Text excerpt ▸
◆ ◆ ◆ ◆ ◆ ◆ ◆
Network Working Group                                          J. Levine
Internet-Draft                                      Taughannock Networks
Intended status: Informational                                R. Gellens
Expires: May 14, 2012                              Qualcomm Incorporated
                                                           November 2011

                   Mailing Lists and UTF-8 Addresses
                    draft-ietf-eai-mailinglistbis-00

Abstract

   This document describes considerations for mailing lists with the
   introduction of internationalized email addresses.  It outlines some
   possible scenarios for handling lists with mixtures of
   internationalized and traditional addresses, but does not offer
   implementation or deployment advice.

Status of this Memo

   This Internet-Draft is submitted in full conformance with the
   provisions of BCP 78 and BCP 79.

   Internet-Drafts are working documents of the Internet Engineering
   Task Force (IETF).  Note that other groups may also distribute
   working documents as Internet-Drafts.  The list of current Internet-
   Drafts is at http://datatracker.ietf.org/drafts/current/.

   Internet-Drafts are draft documents valid for a maximum of six months
   and may be updated, replaced, or obsoleted by other documents at any
   time.  It is inappropriate to use Internet-Drafts as reference
   material or to cite them other than as "work in progress."

   This Internet-Draft will expire on May 14, 2012.
◆ ◆ ◆ ◆ ◆ ◆ ◆
What is being asked ▸ Amend the mailing-list draft from the words "This document describes" through "and BCP 79." by putting "situations" in place of "scenarios", and give that stretch back in full.
◆ ◆ ◆ ◆ ◆ ◆ ◆
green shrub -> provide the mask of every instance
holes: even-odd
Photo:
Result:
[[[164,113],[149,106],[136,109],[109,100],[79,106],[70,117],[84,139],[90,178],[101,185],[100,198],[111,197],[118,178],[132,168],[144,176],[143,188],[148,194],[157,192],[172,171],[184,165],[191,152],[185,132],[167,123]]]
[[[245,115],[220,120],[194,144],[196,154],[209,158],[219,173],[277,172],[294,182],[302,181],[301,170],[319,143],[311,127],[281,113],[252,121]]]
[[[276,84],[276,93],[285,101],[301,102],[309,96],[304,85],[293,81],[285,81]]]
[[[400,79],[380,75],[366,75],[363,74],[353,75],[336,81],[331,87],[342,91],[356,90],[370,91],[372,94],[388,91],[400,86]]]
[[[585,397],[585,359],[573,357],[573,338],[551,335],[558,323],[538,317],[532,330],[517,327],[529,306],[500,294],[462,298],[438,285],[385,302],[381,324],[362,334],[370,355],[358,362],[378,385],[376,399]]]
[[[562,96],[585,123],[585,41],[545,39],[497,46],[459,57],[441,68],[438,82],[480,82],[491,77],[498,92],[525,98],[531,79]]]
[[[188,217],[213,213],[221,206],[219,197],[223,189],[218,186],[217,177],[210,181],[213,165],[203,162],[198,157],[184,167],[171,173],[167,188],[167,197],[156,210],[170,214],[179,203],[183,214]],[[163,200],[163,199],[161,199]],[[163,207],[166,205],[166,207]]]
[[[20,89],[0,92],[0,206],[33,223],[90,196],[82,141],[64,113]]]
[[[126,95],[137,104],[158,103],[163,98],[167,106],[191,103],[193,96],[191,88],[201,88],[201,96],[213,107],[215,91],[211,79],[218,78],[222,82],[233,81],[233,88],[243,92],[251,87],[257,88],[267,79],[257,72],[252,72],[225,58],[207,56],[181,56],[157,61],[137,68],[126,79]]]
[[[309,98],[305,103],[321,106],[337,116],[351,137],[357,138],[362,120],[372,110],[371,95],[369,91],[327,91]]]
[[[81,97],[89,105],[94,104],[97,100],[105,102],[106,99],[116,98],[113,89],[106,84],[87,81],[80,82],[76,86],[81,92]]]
◆ ◆ ◆ ◆ ◆ ◆ ◆
Correct response ▸
This document describes considerations for mailing lists with the
   introduction of internationalized email addresses.  It outlines some
   possible situations for handling lists with mixtures of
   internationalized and traditional addresses, but does not offer
   implementation or deployment advice.

Status of this Memo

   This Internet-Draft is submitted in full conformance with the
   provisions of BCP 78 and BCP 79.